[Items from a dataset]
◇ ◇ ◇ ◇ ◇ ◇ ◇
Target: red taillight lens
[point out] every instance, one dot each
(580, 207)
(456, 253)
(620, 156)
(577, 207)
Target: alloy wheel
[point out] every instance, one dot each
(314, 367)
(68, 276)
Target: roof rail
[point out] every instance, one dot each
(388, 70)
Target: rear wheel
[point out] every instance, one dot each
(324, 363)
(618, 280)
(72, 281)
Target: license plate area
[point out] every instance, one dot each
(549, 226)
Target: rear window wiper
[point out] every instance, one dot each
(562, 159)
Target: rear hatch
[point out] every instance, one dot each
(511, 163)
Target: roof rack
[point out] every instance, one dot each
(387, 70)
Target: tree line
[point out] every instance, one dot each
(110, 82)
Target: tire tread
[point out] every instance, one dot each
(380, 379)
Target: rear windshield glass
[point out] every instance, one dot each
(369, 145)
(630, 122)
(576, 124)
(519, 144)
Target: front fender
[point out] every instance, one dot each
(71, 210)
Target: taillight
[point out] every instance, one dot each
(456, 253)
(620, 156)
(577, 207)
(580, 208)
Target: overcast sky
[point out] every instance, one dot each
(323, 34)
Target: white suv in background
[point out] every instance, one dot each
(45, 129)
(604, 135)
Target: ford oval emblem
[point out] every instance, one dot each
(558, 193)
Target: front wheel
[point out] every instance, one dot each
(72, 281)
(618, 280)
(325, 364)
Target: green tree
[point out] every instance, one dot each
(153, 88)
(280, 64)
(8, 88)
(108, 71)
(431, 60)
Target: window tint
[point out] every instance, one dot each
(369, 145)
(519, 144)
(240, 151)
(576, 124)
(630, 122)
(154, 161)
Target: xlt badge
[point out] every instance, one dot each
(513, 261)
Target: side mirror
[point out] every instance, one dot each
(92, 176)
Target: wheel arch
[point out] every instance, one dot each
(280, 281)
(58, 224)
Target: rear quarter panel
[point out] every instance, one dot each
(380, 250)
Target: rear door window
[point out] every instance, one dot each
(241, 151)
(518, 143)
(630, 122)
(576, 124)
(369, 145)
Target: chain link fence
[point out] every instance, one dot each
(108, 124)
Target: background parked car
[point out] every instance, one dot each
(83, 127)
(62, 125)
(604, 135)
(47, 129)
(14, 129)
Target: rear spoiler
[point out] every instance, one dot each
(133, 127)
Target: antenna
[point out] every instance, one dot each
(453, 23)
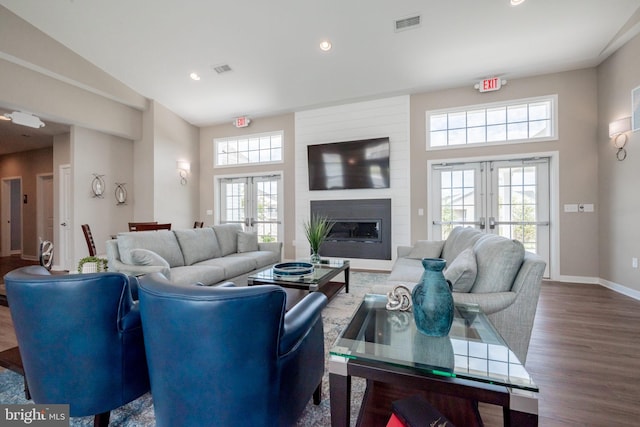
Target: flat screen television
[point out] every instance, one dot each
(349, 165)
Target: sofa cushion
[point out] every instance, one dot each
(406, 270)
(233, 265)
(426, 249)
(162, 242)
(247, 241)
(198, 244)
(147, 257)
(194, 274)
(227, 235)
(462, 271)
(460, 239)
(262, 258)
(499, 260)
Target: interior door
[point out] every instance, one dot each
(255, 202)
(508, 198)
(11, 216)
(65, 246)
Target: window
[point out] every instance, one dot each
(248, 149)
(523, 120)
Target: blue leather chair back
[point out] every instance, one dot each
(80, 338)
(215, 354)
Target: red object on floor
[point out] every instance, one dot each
(395, 422)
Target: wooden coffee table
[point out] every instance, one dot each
(472, 364)
(321, 280)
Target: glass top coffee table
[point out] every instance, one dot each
(472, 362)
(321, 279)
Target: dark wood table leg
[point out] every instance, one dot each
(12, 360)
(340, 399)
(517, 419)
(346, 280)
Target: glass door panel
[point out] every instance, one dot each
(255, 202)
(508, 198)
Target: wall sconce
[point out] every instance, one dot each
(618, 134)
(184, 168)
(97, 185)
(120, 193)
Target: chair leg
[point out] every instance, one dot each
(101, 420)
(27, 394)
(317, 394)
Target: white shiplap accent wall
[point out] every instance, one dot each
(363, 120)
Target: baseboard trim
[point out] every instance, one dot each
(616, 287)
(621, 289)
(580, 279)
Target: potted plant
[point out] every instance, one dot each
(316, 230)
(92, 264)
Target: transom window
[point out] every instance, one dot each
(248, 149)
(523, 120)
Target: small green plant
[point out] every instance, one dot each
(101, 263)
(317, 229)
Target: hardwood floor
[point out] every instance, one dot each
(584, 355)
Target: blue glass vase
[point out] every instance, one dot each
(432, 300)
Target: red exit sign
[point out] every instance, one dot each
(241, 122)
(488, 85)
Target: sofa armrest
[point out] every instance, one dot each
(299, 320)
(403, 251)
(270, 246)
(134, 270)
(489, 302)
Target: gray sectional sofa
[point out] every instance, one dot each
(208, 255)
(492, 271)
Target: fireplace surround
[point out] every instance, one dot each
(362, 228)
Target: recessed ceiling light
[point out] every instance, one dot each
(325, 45)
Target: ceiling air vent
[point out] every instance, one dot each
(222, 68)
(407, 23)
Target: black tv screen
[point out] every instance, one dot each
(349, 164)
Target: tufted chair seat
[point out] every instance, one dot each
(80, 339)
(230, 356)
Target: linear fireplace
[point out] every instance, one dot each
(362, 228)
(355, 230)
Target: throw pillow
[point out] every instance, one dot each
(426, 249)
(462, 271)
(499, 260)
(247, 241)
(147, 257)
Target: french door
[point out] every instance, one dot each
(255, 202)
(508, 198)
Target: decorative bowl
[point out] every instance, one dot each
(293, 269)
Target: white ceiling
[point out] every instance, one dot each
(277, 67)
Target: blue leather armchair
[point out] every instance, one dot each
(80, 339)
(230, 356)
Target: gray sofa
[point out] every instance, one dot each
(209, 255)
(492, 271)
◇ ◇ ◇ ◇ ◇ ◇ ◇
Written problem: Update all of the records above by changing "one dot each" to "one point each" wherever it appears, and keep everything else the same. Leave the pictures out of your answer.

Exercise response:
Target: red taillight lens
[point out] every instance, one point each
(580, 207)
(456, 253)
(620, 156)
(577, 207)
Target: alloy wheel
[point out] every instance, one point each
(314, 367)
(68, 276)
Target: roof rail
[point out] every instance, one point each
(388, 70)
Target: rear wheel
[point out] every instance, one point each
(324, 363)
(618, 280)
(72, 281)
Target: license plate area
[point out] every instance, one point each
(549, 226)
Target: rear window wiper
[point out] every instance, one point each
(562, 159)
Target: rear hatch
[point out] every instance, one point each
(511, 163)
Target: roof rack
[point out] every instance, one point each
(387, 70)
Target: tree line
[point out] every instance, one point each
(110, 82)
Target: tire tread
[point out] every instance, one point each
(380, 379)
Target: rear windshield glass
[point out] every instance, one point each
(369, 145)
(630, 122)
(576, 124)
(519, 144)
Target: front fender
[point out] every instance, one point each
(71, 210)
Target: taillight
[point out] every instance, one point each
(456, 253)
(620, 156)
(577, 207)
(580, 208)
Target: overcast sky
[point out] every instance, one point each
(323, 34)
Target: white suv in background
[point out] every instance, one point each
(45, 129)
(604, 135)
Target: ford oval emblem
[point out] every instance, one point each
(558, 193)
Target: front wheel
[point out] every instance, one point each
(72, 281)
(618, 280)
(325, 364)
Target: green tree
[point out] every instance, one point each
(153, 88)
(280, 64)
(8, 88)
(108, 71)
(431, 60)
Target: window tint
[point out] every instance, one point each
(369, 145)
(519, 144)
(240, 151)
(576, 124)
(630, 122)
(154, 161)
Target: xlt badge
[point out] every instance, one point each
(513, 261)
Target: side mirror
[point out] every instance, one point each
(92, 176)
Target: wheel arch
[point out] every instance, one point each
(280, 281)
(58, 224)
Target: rear quarter panel
[point out] every instance, one point each
(380, 250)
Target: rear door window
[point out] every instance, one point each
(241, 151)
(518, 143)
(630, 122)
(576, 124)
(369, 145)
Target: chain link fence
[point out] every instance, one point each
(108, 124)
Target: background parked car
[point out] every instance, one point each
(83, 127)
(62, 125)
(604, 135)
(47, 129)
(14, 129)
Target: rear spoiler
[point out] every instance, one point each
(133, 127)
Target: antenna
[point out] every instance, one point each
(453, 23)
Target: flat screen television
[point out] every instance, one point each
(349, 165)
Target: sofa cushion
[point out] every instance, one point each
(406, 270)
(233, 265)
(426, 249)
(162, 242)
(247, 241)
(198, 244)
(147, 257)
(194, 274)
(227, 235)
(462, 271)
(460, 239)
(262, 258)
(499, 260)
Target: interior door
[point out] every instance, one point each
(255, 202)
(508, 198)
(11, 216)
(65, 246)
Target: window
[point out] every instance, one point each
(248, 149)
(523, 120)
Target: blue leather chair back
[point out] every instance, one point each
(80, 338)
(215, 354)
Target: red object on floor
[point out] every instance, one point each
(395, 422)
Target: wooden coffee table
[point out] every instance, one point each
(472, 364)
(321, 280)
Target: glass top coffee table
[point out] every instance, one point each
(472, 362)
(321, 279)
Target: dark wood table leg
[point out] every instance, one point each
(12, 360)
(340, 399)
(517, 419)
(346, 280)
Target: glass door panel
[point out] every instance, one point each
(255, 202)
(508, 198)
Target: wall sconce
[point out] every instance, one point each
(618, 134)
(184, 168)
(97, 185)
(120, 193)
Target: chair leg
[point out] every instance, one point each
(101, 420)
(27, 394)
(317, 394)
Target: white shiplap accent wall
[point out] every instance, one point each
(363, 120)
Target: baseboard trim
[point out] every instance, one point each
(616, 287)
(621, 289)
(580, 279)
Target: potted plant
[point out] every instance, one point each
(316, 230)
(92, 264)
Target: transom window
[point out] every instance, one point each
(248, 149)
(523, 120)
Target: small green plant
[point out] every instance, one point each
(101, 263)
(317, 229)
Target: hardwood floor
[point out] every instance, one point each
(584, 355)
Target: blue glass vase
[point out] every instance, one point each
(432, 300)
Target: red exit sign
[point out] every instance, one point each
(241, 122)
(488, 85)
Target: sofa armrest
[point out] every instance, one point each
(299, 320)
(403, 251)
(270, 246)
(134, 270)
(489, 302)
Target: gray sectional sofa
[point out] every instance, one point each
(208, 255)
(492, 271)
Target: fireplace surround
[point out] every instance, one point each
(362, 228)
Target: recessed ceiling light
[point out] every instance, one point each
(325, 45)
Target: ceiling air vent
[point out] every instance, one point each
(222, 68)
(407, 23)
Target: black tv screen
[point out] every instance, one point each
(349, 164)
Target: tufted chair seat
[point out] every instance, one point each
(80, 339)
(230, 356)
Target: linear fireplace
[point out] every instance, one point each
(362, 228)
(355, 230)
Target: throw pillow
[point out] every instance, one point each
(426, 249)
(462, 271)
(499, 260)
(247, 241)
(147, 257)
Target: french door
[point out] every instance, one point each
(255, 202)
(508, 198)
Target: decorative bowl
[point out] every instance, one point each
(293, 269)
Target: white ceiling
[point out] every instance, one point each
(277, 67)
Target: blue leather armchair
[point out] every instance, one point each
(80, 339)
(230, 356)
Target: gray sofa
[point out] every instance, one point each
(209, 255)
(492, 271)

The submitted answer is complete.